Every record that follows should be written out again without any change.

##############################

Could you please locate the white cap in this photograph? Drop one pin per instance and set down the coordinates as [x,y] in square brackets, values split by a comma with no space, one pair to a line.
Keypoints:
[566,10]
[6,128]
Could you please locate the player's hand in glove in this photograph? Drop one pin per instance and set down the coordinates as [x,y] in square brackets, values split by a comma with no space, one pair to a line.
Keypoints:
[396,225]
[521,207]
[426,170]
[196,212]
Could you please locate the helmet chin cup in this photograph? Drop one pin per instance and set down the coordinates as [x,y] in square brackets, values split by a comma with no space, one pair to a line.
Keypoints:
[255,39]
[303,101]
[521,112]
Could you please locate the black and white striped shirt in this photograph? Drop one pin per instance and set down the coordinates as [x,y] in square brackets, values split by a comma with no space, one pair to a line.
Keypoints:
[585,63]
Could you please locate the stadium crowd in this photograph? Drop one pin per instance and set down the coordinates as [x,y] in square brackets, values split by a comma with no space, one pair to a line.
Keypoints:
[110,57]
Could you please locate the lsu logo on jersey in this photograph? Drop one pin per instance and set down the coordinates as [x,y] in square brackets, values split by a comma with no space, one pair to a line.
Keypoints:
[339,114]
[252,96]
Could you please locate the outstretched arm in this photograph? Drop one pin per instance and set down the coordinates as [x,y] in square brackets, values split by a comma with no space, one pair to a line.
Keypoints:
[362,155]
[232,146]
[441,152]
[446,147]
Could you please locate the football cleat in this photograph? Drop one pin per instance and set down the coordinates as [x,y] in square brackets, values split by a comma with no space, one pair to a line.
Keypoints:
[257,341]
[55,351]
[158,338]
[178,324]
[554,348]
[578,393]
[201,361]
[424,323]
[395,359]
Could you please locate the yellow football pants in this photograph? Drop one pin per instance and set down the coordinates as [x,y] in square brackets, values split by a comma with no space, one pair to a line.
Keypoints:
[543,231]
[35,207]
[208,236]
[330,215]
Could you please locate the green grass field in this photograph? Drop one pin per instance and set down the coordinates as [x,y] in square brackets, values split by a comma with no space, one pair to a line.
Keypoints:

##############################

• _Final answer_:
Could you please locate the white cap in this photograph? Drop one pin per instance and set down the coordinates as [x,y] in square brackets, values split by a comma with no space, one pair to a line.
Keypoints:
[566,10]
[6,128]
Could you please locate the player's hand in glove in this photograph? Drop one pin per instance and set down the coordinates as [x,y] in square brackets, values split by a comma with no space, one pair to a line.
Keypoints:
[396,225]
[521,207]
[426,170]
[196,212]
Could you please locate the helmet chin cup in this photograph? Drop one pin per instance and set down the coordinates as [x,y] in square brackets, values split by a comma with no space, one pair to a line.
Keypoints:
[255,39]
[303,101]
[521,112]
Could you please locate the black and white striped shirt in this photograph? Drop one pin per instance and set down the coordinates as [x,y] in square brackets, values split by a comma with no space, one pair to a line.
Keypoints:
[585,63]
Could you please locate the stadium crowd in this photograph? Drop one pin per instance and set down the coordinates as [x,y] in square brackets, values split by a comma with no space, one pair to a line.
Keypoints:
[110,57]
Could you please locate the lsu logo on jersey in this photograph? Drop one pin per instance and set down the coordinates as [x,y] in square brackets, values split by a comma with no space, one pair to a line.
Keypoints:
[339,114]
[252,96]
Could you please locate the outstretched arm in this photograph? Drop one pin per instance and set down the coordinates as [x,y] in square brackets, values split by a comma with no space, one pair to a line.
Keypoints:
[362,155]
[232,146]
[441,152]
[446,147]
Could you please locate the football cleat in this photograph? Drop one pin per instance and set down the coordinates as [x,y] in square brackets, values split by a comma with no space, one pair to a line.
Keypoints:
[257,341]
[55,351]
[158,338]
[178,324]
[554,348]
[578,393]
[201,361]
[424,323]
[395,359]
Could you please locate the yellow football pants in this photograph? Drop one pin per instance and set down the coordinates as [x,y] in square brackets, values split by a comma with no space, one pair to a line.
Keypoints:
[543,231]
[35,207]
[208,236]
[330,215]
Could you please locate the green grass field in this photograph? Drop one pin per instance and set down the coordinates as [x,y] in square brackets, values split by a comma with no space, one pair to a line.
Keypoints:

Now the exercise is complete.